- [What to produce]:
Each record should be set down again so that it matches the original exactly.

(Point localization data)
[Start of Attachment]
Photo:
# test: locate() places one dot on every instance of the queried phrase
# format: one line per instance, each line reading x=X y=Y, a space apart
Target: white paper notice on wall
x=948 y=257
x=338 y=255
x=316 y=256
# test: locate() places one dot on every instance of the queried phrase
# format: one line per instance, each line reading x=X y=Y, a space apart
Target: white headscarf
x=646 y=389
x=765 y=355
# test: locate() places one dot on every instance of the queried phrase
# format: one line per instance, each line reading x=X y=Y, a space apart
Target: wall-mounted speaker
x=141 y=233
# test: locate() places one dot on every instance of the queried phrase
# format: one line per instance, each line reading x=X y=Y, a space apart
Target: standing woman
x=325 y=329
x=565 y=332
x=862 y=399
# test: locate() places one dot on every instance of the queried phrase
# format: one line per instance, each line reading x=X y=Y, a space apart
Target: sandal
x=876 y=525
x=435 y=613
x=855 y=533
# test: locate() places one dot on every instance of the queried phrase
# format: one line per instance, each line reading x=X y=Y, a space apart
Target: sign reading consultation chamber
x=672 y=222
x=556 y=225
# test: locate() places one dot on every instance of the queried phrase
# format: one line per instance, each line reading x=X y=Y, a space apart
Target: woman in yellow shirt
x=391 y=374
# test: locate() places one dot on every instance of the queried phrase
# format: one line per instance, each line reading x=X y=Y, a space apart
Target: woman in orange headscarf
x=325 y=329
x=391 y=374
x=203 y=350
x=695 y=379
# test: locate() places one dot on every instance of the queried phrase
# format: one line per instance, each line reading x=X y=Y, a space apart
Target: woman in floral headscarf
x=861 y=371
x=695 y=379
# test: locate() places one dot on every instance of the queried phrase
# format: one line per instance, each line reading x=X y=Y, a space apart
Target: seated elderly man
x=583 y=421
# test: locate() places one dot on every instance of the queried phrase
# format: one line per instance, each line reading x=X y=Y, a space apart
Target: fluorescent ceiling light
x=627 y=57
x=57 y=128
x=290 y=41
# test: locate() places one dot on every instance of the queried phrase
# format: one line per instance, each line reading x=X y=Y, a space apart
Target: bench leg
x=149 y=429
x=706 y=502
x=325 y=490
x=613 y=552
[End of Attachment]
- [Solution to the exercise]:
Photo:
# test: locate() places one dot on every instance of the queried phrase
# format: one line per instance, each line reading x=X y=Y, a space apart
Target: white paper notice on wall
x=948 y=257
x=338 y=255
x=316 y=256
# test: locate() places one dot on every instance of the queried phrase
# format: one line per instance, each line reading x=X y=Y, a space apart
Target: white headscarf
x=646 y=389
x=765 y=355
# test: locate() places one dot on every instance of the queried phrase
# format: one line per instance, each line reading x=X y=Y, a space apart
Target: wall-mounted speaker
x=141 y=233
# test: locate() places one dot on every instance of the queried phrase
# format: one line per instance, each line reading x=X y=Y, a space apart
Target: standing woman
x=325 y=329
x=565 y=332
x=862 y=399
# test: locate() places one dot on every instance of the queried phrase
# format: one line per instance, each line reading x=X y=Y, a space apart
Target: sandal
x=876 y=525
x=435 y=613
x=855 y=533
# test: locate() places one dot on every instance of the queried phrase
# format: one line per instance, each line reading x=X y=Y, a space apart
Target: sign reading consultation chamber
x=672 y=222
x=556 y=225
# test: locate() places one dot on every instance of the queried phrase
# format: one line per instance, each line reading x=X y=Y, a space apart
Target: woman in yellow shirt
x=391 y=374
# test: locate() places one dot on every instance of the queried phrase
# format: one line per instance, each line reading x=X y=Y, a space apart
Target: woman in orange headscarf
x=325 y=329
x=391 y=374
x=203 y=350
x=695 y=379
# test: locate() places one dot on every instance of the queried phrase
# format: one line per instance, each line reading x=X y=Y, a space apart
Target: woman in floral headscarf
x=861 y=371
x=695 y=379
# test: locate() places one dot on every instance of the queried phrase
# format: one line per instance, each line reading x=X y=Y, a space apart
Target: seated elderly man
x=583 y=421
# test: locate() places one dot on every instance of the queried phrase
# format: one line per instance, each line reading x=X y=Y, a space apart
Target: fluorescent ceiling light
x=627 y=57
x=57 y=128
x=290 y=41
# test: locate() places one dot on every instance of the queried phrase
# format: one line per instance, each line reading x=X y=Y, a space apart
Target: bench leg
x=149 y=429
x=706 y=502
x=325 y=490
x=613 y=552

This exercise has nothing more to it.